= Passage to read =
■ ■ ■ ■ ■ ■ ■

The Figure 3 layout makes the central paper finding visible directly: at any given MIC-multiple, the three isolates respond quite differently. The bovine-lung isolate shows continued response to increasing concentration past 3 x MIC, whereas both nasal-swab isolates have already saturated by 2 x MIC. This is the basis of the paper’s claim that MIC alone is insufficient to characterise antimicrobial PD.

Numerical agreement with Table 1

The packaged typical-value E(C) evaluated at one (paper-relevant) MIC-multiple recovers the Table 1 parameter intent (zero-drug E(C) = E0; at very high drug E(C) -> E0 - Emax).

sanity <- mc_params |>
  group_by(tag, mic_label) |>
  summarise(across(c(E0, Emax, EC50, H), median), .groups = "drop")

sanity_check <- sanity |>
  mutate(
    `Median E(0)`         = round(E0, 3),
    `Median E(very high)` = round(E0 - Emax, 3),
    `Table 1 E0`          = c(low = 0.32, mid = 0.31, high = 0.29)[tag],
    `Table 1 E0 - Emax`   = c(low = 0.32 - 1.64, mid = 0.31 - 0.81, high = 0.29 - 0.69)[tag]
  ) |>
  select(mic_label, `Median E(0)`, `Table 1 E0`,
         `Median E(very high)`, `Table 1 E0 - Emax`)

■ ■ ■ ■ ■ ■ ■

= Data records =
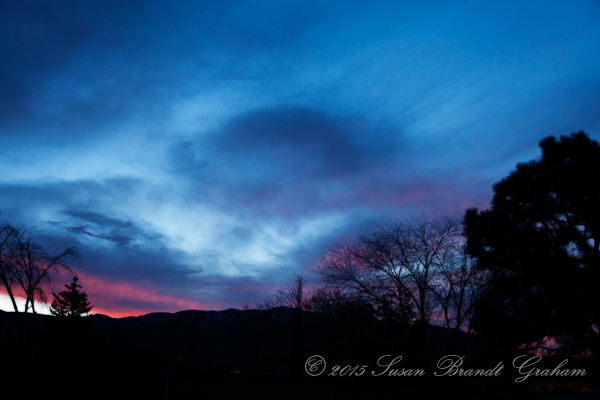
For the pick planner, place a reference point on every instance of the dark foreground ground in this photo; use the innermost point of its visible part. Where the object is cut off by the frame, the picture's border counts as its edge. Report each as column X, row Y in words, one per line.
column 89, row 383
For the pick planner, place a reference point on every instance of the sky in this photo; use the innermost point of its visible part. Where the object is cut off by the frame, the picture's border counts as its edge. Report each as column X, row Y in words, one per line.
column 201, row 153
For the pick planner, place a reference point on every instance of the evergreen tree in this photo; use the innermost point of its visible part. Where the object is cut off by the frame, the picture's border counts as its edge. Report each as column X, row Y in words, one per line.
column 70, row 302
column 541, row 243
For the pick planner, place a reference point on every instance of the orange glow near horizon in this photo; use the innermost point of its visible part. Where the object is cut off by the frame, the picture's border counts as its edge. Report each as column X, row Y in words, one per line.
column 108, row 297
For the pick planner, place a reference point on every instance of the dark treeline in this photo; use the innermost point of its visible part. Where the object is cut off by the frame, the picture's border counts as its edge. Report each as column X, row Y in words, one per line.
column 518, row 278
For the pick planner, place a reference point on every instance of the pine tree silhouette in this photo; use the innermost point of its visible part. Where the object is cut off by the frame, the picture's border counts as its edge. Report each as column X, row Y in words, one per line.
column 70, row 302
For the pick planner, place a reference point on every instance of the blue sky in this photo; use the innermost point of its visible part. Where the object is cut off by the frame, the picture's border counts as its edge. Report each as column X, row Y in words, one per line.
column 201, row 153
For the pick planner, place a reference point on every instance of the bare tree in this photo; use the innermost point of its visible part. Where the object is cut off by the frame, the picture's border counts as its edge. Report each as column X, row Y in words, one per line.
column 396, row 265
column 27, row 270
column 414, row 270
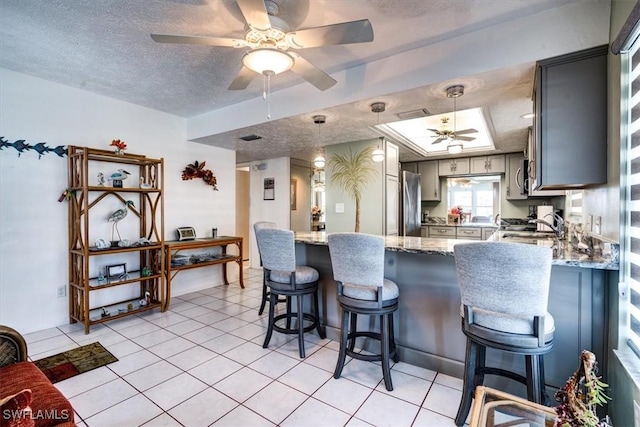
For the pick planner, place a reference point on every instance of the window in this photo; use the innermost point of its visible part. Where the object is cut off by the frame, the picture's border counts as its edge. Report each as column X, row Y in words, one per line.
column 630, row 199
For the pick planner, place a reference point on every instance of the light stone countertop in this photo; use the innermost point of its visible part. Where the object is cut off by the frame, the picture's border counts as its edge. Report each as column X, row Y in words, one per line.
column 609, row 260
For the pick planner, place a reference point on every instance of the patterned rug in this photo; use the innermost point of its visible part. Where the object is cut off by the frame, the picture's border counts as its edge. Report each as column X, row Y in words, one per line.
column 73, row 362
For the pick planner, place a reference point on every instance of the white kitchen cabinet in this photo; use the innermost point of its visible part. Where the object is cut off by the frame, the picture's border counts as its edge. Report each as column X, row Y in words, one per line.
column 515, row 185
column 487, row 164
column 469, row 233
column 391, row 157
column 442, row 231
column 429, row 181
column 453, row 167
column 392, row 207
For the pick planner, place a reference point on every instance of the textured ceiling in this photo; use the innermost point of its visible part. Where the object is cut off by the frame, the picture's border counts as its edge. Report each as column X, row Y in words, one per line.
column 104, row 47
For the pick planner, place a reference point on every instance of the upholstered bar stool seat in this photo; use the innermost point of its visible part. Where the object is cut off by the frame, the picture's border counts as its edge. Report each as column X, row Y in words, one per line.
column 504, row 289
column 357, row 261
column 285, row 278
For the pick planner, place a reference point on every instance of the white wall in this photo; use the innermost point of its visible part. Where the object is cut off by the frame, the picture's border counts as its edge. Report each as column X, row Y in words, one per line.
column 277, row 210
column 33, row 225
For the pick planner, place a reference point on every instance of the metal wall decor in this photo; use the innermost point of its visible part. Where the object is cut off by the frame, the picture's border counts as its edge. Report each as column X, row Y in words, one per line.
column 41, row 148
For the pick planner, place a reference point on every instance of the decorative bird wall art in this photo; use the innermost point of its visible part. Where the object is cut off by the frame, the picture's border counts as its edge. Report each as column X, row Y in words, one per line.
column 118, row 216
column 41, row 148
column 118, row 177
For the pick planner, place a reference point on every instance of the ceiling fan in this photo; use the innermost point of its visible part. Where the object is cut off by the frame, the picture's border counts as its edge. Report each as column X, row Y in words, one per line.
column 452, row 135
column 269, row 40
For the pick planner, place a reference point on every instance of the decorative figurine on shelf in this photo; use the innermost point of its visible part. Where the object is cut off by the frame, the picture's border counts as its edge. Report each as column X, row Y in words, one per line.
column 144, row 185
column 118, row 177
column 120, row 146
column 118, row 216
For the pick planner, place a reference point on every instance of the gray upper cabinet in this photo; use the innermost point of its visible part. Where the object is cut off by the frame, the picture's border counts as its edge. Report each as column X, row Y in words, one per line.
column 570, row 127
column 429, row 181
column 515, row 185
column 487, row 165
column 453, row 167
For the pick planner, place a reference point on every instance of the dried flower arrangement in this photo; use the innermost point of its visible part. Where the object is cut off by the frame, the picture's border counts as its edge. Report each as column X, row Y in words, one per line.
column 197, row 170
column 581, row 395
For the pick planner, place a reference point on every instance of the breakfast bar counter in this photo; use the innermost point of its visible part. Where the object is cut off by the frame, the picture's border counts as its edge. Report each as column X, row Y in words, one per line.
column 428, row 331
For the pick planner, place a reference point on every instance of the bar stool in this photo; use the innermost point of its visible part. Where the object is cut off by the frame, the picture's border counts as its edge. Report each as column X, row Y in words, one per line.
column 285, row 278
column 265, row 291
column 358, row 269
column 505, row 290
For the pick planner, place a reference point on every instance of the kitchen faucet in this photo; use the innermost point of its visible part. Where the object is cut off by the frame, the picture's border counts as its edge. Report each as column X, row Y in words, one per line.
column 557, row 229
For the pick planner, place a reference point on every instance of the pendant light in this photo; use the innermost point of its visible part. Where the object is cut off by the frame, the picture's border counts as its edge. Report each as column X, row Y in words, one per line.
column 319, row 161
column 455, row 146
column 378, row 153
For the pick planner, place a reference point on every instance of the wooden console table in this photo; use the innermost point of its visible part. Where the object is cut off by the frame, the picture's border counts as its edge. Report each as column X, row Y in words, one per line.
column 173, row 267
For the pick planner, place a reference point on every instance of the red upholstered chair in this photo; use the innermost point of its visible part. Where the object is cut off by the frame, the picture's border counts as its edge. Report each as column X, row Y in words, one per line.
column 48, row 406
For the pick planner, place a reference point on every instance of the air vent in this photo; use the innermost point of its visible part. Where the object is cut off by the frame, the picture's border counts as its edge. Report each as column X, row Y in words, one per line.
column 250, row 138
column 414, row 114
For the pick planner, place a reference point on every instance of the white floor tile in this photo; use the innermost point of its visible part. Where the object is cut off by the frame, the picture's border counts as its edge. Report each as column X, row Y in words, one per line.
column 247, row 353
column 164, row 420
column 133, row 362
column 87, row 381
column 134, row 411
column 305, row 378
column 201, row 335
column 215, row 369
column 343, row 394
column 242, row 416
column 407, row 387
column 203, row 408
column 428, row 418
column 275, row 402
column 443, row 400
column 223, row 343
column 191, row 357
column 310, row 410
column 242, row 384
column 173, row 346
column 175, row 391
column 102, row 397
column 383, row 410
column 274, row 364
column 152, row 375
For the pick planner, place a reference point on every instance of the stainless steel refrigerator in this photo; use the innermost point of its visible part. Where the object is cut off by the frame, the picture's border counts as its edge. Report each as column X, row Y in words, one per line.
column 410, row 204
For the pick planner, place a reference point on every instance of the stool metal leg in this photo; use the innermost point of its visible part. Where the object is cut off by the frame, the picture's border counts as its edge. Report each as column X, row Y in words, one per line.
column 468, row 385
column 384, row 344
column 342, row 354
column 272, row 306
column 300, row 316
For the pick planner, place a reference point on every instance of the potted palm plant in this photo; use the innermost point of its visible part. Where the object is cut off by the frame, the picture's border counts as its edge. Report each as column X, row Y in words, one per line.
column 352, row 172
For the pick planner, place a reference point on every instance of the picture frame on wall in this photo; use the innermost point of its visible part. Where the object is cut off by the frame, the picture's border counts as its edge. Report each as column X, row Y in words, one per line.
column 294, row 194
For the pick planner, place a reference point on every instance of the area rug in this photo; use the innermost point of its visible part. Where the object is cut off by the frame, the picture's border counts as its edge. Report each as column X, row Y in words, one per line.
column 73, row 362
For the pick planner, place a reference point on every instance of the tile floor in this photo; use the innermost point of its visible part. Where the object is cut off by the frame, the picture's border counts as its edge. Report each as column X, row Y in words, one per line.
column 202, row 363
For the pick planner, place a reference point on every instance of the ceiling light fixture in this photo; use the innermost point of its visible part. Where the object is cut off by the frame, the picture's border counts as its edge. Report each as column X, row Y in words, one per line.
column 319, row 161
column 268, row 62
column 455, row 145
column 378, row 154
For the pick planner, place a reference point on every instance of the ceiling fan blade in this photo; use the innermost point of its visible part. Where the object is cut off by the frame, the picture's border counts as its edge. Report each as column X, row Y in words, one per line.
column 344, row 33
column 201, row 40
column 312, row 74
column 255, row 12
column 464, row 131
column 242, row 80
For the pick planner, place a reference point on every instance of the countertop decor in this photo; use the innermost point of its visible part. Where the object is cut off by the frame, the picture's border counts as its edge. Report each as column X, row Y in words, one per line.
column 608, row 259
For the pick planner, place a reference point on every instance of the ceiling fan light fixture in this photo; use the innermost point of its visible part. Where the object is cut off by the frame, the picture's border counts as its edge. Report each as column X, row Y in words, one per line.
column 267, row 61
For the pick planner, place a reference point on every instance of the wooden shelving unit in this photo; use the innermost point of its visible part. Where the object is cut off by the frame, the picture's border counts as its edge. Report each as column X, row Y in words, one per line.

■ ■ ■ ■ ■ ■ ■

= Questions to answer =
1) Answer these from the passage on antimicrobial pharmacodynamics above, not from the data:
(a) Which isolate keeps responding to rising concentration past 3 x MIC?
(b) By what MIC-multiple have both nasal-swab isolates saturated?
(c) What Table 1 E0 value does the code give for the "mid" tag?
2) Please translate this sentence from the passage on antimicrobial pharmacodynamics into Spanish: "This is the basis of the paper’s claim that MIC alone is insufficient to characterise antimicrobial PD."
3) Go on with the passage on antimicrobial pharmacodynamics from the point where it stops.

= Answers for this exercise =
1)
(a) The bovine-lung isolate.
(b) 2 x MIC.
(c) 0.31.

2) Esta es la base de la afirmación del artículo de que la MIC por sí sola es insuficiente para caracterizar la PD antimicrobiana.

3)
knitr::kable(sanity_check, caption = "Median sampled E(C) at extreme concentrations vs. Table 1.")
Median sampled E(C) at extreme concentrations vs. Table 1.
mic_label Median E(0) Table 1 E0 Median E(very high) Table 1 E0 - Emax
MIC = 2.0 ug/mL (bovine nasal swab) 0.303 0.29 -0.388 -0.40
MIC = 0.01 ug/mL (bovine lung) 0.303 0.32 -1.336 -1.32
MIC = 1.5 ug/mL (bovine nasal swab) 0.303 0.31 -0.502 -0.50

The Uniform-CI draws are centred on the Table 1 point estimates (with widths matching the CV%), so median sampled E0 and Emax recover the published values within rounding.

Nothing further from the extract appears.